* **본문 발췌**
2일차(데이터 크롤링)

Python/파이썬으로 배우는 머신러닝 기초 교육

2일차(데이터 크롤링)

hyunjoo 2021. 7. 15. 04:26

#데이터 크롤링 : 웹페이지를 그대로 가져와 데이터를 추출하는 것

#HTML : 사이트 구조와 내용

#JSP : 서버연동, 데이터 저장, 다양한 기능

#CSS : 포토샵

데이터 크롤링을 위해서는 내용을 가져오기 때문에 HTML 지식만으로도 충분하다.

<로또 데이터 크롤링>

>import requests     
>from bs4 import BeautifulSoup  
>import pandas as pd  

url=requests.get("https://search.naver.com/search.naver?where=nexearch&sm=top_hty&fbm=1&ie=utf8&query=%EB%A1%9C%EB%98%90+777%ED%9A%8C")
url
'<Response [200]>   #200:정상//400~ 이런 페이지 없습니다. //500~ 거절이나 잘못적었거나
url.text           #실행하면 정리되지 않은 데이터를 볼 수 있다.html 언어임,하지만 문자열로 가져왔지 때문에 html 언어로 변환 시켜야 함.

* **과제**
1. 다음 세 진술 (a), (b), (c)가 데이터 크롤링 글과 일치하는지 각각 예 또는 아니요로 답하고, 판단 근거가 되는 글의 문구를 그대로 인용하세요. (a) 데이터 크롤링에는 HTML 지식만으로 충분하다. (b) JSP는 사이트의 구조와 내용을 담당한다. (c) 응답 코드 200은 정상을 뜻한다.
2. 데이터 크롤링 글의 로또 데이터 크롤링 코드에서 import하는 라이브러리 세 가지는 무엇인가요?
3. 데이터 크롤링 글이 끝나는 지점부터 내용을 이어서 작성하세요.

* **데이터 부분**
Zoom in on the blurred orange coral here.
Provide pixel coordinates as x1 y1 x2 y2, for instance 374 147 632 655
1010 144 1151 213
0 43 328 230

* **작성 답변**
1.
(a) 예: "데이터 크롤링을 위해서는 내용을 가져오기 때문에 HTML 지식만으로도 충분하다."
(b) 아니요: "#JSP : 서버연동, 데이터 저장, 다양한 기능"
(c) 예: "#200:정상"

2. requests, bs4의 BeautifulSoup, pandas입니다.

3.
<!doctype html> <html lang="ko"> <head> <meta charset="utf-8"> <meta name="referrer" content="always"> 
me="description" lang="ko" content="\'로또 777회\'의 네이버 통합검색 결과입니다.">
...생략....
<title>로또 777회 : 네이버 통합검색</title> <link rel="shortcut icon" href="https://ssl.pstatic.net/sstatic/search/favicon/favicon_191118_pc.ico">  
<link rel="search" type="application/opensearchdescription+xml" href="https://ssl.pstatic.net/sstatic/search/opensearch-description.https.xml" title="Naver" />
<link rel="stylesheet" type="text/css" href="https://ssl.pstatic.net/sstatic/search/pc/css/search1_210708.css"> <link rel="stylesheet" type=

#requests는 URL주소에 있는 내용을 요청할 때 사용하는 모듈

#BeautifulSoup는 python언어로 HTML을 다루는 라이브러리

#url 로 불러온 데이터는 가공되지 않은 데이터로 정리되어 있지 않다. 또한 문자열 형태로 저장되기때문에 html 형태로 변환 시켜줘야 한다.

#html로 반환 하는 방법

>html=BeautifulSoup(url.text)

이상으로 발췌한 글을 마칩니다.